Requirement A: In the article below on the Mumbai attack, which militant do Indian officials cite as having helped forge the ties between Al Qaeda and Lashkar?
Requirement B: Summarize the article below on the Mumbai attack in two sentences.

Reading passage:
════

LeT, Al-Qaeda and Global Terror Inc join hands
US President-elect Barack Obama’s main advisor on South Asian terror, Bruce Riedel, said he believed that the Mumbai attack was a combined Al Qaeda-Lashkar-e-Toiba operation, report Pramit Pal Chaudhuri & Haider Naqvi.world Updated: Nov 29, 2008 04:24 IST
US President-elect Barack Obama’s main advisor on South Asian terror said he believed that the Mumbai attack was a combined Al Qaeda-Lashkar-e-Toiba operation. Terrorism experts said this would explain the non-Indian focus of some of the terrorist teams who attacked the city.
Said Bruce Riedel of the Brookings Institute and author of The Search for Al Qaeda, “This has the hallmarks of Al Qaeda: a very sophisticated attack at multiple targets. The US, the UK and Israel are global jihadist targets, not Indian Mujahedin targets. Thorough casing is an Al Qaeda trademark.”
Riedel, an advisor to Obama’s transition team, added: “My suspicion is a joint Al Qaeda-Lashkar project. If it also creates an India-Pakistan crisis or worse, all the better for the masterminds.”
This would explain the dichotomy in the choice of targets by the terrorists. One team of terrorists indiscriminately killed Indian civilians at Victoria Terminus railway station and Cama hospital. They did not seek places frequented by foreigners. That, as well as the Pakistani Punjabi origin of the terrorists, points to Lashkar involvement.
Three other terrorist teams attacked Leopold’s café, the Oberoi and Taj hotels, and a Jewish guesthouse. These teams made the killing of Americans, Britons and Israelis as their top priorities. This reflects Al Qaeda thinking. Osama bin Laden, said G. Parthasarathy, former high commissioner to Pakistan, “has long said he wishes to plant the green flag of Islam in New Delhi, Tel Aviv and Washington.”
Al Qaeda working alongside a local jihadi group is a growing norm in Islamic terrorism. Hyderabadi Muslim Abu Abdel Aziz “Barbaros” is cited by Indian officials as the militant who helped forge the ties between Al Qaeda and Lashkar.

════

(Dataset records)
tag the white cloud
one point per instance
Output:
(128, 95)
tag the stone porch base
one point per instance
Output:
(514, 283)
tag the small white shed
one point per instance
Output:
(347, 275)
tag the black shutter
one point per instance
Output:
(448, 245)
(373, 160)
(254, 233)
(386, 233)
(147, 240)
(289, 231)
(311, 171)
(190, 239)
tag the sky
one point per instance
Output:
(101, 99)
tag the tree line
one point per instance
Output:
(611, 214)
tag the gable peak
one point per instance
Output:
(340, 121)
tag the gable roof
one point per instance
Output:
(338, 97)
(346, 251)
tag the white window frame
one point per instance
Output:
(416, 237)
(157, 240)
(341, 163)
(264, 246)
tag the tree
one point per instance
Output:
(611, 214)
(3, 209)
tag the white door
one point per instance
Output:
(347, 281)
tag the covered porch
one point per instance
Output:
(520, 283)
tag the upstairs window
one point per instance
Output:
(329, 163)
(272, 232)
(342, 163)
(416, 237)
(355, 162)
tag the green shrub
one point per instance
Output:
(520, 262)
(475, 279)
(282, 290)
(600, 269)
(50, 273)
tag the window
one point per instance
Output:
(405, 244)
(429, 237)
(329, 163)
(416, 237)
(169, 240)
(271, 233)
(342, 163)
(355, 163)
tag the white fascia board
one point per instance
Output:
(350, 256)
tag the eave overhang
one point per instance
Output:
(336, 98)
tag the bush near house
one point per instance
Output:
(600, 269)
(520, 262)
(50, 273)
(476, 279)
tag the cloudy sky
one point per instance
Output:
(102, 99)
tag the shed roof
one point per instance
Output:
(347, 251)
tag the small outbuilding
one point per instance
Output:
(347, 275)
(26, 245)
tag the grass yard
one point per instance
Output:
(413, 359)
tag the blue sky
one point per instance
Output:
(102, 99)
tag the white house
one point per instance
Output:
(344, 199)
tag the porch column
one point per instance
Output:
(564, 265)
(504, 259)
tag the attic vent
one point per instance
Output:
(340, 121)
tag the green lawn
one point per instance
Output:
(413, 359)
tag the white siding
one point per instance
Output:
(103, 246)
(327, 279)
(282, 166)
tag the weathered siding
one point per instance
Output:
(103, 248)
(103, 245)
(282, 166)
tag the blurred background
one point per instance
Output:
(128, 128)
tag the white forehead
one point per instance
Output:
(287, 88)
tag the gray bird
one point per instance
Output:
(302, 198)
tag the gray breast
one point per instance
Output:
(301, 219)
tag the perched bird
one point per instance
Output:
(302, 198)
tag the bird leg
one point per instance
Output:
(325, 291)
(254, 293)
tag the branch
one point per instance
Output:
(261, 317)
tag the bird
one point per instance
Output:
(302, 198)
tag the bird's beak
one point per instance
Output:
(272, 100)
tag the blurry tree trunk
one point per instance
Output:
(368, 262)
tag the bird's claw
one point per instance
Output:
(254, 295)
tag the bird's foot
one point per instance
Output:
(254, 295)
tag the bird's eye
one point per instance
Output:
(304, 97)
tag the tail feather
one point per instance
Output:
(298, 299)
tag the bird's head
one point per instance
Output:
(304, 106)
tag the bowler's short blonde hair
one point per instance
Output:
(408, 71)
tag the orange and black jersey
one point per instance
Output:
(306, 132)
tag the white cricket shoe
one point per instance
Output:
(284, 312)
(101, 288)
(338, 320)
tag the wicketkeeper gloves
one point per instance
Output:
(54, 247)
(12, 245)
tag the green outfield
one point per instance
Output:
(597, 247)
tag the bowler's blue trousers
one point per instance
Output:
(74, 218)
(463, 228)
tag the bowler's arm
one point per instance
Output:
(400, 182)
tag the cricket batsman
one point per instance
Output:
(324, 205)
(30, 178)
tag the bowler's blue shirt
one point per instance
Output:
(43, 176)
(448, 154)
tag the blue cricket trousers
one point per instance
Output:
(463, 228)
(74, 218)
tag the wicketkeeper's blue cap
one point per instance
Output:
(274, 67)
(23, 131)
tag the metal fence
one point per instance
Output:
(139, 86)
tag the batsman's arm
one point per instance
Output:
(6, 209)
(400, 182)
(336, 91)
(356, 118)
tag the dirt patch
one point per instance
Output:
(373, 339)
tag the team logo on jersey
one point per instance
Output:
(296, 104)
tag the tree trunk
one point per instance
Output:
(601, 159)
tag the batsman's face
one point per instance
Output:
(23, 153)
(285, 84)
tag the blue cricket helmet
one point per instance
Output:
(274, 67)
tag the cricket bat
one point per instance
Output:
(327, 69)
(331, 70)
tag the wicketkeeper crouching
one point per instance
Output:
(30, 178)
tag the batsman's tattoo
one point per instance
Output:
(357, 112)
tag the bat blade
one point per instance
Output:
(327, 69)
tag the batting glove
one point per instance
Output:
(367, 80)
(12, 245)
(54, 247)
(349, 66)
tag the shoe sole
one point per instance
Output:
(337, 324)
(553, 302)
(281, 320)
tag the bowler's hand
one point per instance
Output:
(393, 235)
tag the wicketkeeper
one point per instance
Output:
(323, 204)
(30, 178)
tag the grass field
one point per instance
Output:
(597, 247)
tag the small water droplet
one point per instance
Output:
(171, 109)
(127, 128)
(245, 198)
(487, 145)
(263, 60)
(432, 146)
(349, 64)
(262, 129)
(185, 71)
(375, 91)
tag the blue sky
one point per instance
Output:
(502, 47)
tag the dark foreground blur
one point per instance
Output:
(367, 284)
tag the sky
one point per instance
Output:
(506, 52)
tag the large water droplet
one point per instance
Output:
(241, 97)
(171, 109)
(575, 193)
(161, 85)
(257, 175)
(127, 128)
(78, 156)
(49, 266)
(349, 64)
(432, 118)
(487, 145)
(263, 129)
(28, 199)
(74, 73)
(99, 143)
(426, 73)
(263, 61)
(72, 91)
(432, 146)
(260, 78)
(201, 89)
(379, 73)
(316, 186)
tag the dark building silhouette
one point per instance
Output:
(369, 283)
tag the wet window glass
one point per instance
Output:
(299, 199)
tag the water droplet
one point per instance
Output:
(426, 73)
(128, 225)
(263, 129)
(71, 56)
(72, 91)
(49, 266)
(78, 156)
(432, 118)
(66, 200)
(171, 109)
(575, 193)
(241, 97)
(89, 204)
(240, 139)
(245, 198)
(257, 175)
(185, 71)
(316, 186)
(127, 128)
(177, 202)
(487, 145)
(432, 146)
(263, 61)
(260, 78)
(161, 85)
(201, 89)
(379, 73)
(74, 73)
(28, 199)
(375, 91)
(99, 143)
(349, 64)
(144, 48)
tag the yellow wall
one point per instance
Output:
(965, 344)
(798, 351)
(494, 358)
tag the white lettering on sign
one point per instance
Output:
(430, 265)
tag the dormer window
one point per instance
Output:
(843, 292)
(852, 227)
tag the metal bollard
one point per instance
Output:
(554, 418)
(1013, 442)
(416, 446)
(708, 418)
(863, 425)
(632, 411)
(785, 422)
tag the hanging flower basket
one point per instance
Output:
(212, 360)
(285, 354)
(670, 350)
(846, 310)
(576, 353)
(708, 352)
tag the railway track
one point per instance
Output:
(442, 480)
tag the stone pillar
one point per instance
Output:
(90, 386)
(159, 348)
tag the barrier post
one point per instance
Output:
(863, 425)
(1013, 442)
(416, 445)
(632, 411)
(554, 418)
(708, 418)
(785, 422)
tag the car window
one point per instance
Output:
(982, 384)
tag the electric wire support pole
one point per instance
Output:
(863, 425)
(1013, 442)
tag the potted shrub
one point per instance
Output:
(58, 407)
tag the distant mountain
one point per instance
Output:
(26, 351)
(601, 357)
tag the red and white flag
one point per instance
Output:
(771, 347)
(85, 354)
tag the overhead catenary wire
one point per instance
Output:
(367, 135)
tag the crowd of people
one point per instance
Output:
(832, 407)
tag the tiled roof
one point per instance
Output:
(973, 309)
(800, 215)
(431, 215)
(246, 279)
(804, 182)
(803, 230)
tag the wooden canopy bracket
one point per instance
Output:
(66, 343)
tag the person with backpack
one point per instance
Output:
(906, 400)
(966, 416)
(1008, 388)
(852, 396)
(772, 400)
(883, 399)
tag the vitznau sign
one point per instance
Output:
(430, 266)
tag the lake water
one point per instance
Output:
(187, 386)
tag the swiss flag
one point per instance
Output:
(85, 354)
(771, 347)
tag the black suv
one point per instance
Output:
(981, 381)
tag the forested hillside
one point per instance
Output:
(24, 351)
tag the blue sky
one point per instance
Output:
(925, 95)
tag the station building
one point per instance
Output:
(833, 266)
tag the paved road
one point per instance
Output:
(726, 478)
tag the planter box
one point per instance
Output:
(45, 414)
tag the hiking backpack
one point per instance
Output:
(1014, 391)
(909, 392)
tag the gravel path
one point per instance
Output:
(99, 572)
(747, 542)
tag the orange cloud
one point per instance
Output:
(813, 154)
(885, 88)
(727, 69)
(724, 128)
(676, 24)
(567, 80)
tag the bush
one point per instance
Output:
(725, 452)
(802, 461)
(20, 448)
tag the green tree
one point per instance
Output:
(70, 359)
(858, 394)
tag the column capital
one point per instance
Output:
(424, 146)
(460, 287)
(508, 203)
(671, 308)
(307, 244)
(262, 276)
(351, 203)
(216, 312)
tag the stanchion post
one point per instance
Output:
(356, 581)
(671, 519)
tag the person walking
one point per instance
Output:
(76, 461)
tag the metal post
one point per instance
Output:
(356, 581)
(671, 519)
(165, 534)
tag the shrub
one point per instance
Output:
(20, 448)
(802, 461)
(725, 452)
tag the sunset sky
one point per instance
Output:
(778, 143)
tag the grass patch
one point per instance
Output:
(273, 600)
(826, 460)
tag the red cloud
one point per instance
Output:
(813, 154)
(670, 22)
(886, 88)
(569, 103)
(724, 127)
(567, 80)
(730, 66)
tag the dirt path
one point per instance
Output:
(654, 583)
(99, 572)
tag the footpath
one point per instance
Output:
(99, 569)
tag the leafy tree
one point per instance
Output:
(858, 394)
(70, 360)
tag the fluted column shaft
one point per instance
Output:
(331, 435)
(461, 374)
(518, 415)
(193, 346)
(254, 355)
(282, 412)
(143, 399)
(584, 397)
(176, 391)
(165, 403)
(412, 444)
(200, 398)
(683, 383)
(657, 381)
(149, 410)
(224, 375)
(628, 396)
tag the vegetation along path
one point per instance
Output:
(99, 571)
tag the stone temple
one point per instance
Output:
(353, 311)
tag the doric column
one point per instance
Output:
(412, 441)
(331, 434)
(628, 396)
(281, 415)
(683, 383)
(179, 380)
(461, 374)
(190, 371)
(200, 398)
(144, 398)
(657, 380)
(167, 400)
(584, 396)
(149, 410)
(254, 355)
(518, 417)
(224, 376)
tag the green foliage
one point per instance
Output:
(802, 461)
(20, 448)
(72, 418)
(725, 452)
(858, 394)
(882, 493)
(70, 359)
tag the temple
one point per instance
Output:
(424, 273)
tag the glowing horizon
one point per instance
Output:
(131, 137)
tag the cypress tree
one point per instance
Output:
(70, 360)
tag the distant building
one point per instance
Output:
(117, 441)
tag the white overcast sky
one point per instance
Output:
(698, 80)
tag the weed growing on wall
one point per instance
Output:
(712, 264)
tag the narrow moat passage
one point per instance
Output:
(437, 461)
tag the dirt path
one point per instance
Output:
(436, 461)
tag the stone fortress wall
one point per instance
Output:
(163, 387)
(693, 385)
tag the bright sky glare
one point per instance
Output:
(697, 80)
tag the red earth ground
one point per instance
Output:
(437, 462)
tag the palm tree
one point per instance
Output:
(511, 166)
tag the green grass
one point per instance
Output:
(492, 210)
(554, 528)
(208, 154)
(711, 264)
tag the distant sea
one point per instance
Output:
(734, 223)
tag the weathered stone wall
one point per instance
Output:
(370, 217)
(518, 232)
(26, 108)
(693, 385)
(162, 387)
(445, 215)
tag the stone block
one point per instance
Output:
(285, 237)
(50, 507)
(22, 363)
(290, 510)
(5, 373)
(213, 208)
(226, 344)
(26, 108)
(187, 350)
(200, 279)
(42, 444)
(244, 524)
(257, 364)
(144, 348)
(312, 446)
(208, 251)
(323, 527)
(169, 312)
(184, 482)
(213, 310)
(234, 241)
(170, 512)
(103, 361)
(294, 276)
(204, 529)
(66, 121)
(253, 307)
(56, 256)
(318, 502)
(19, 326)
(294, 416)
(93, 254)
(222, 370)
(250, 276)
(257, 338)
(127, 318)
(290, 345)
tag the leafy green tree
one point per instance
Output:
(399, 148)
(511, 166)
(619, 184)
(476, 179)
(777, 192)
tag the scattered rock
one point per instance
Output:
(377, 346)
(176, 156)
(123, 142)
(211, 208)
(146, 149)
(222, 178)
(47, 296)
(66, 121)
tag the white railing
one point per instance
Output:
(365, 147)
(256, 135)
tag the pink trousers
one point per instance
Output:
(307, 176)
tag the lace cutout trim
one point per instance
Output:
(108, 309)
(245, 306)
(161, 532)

════

Exercise output A: Hyderabadi Muslim Abu Abdel Aziz "Barbaros"

Exercise output B: Bruce Riedel, an advisor to Obama's transition team, said he suspected the Mumbai attack was a joint Al Qaeda-Lashkar-e-Toiba project, pointing to its sophistication, multiple targets and focus on the US, the UK and Israel. This would explain why one team of terrorists indiscriminately killed Indian civilians while three others made killing Americans, Britons and Israelis their top priority at sites including the Oberoi and Taj hotels.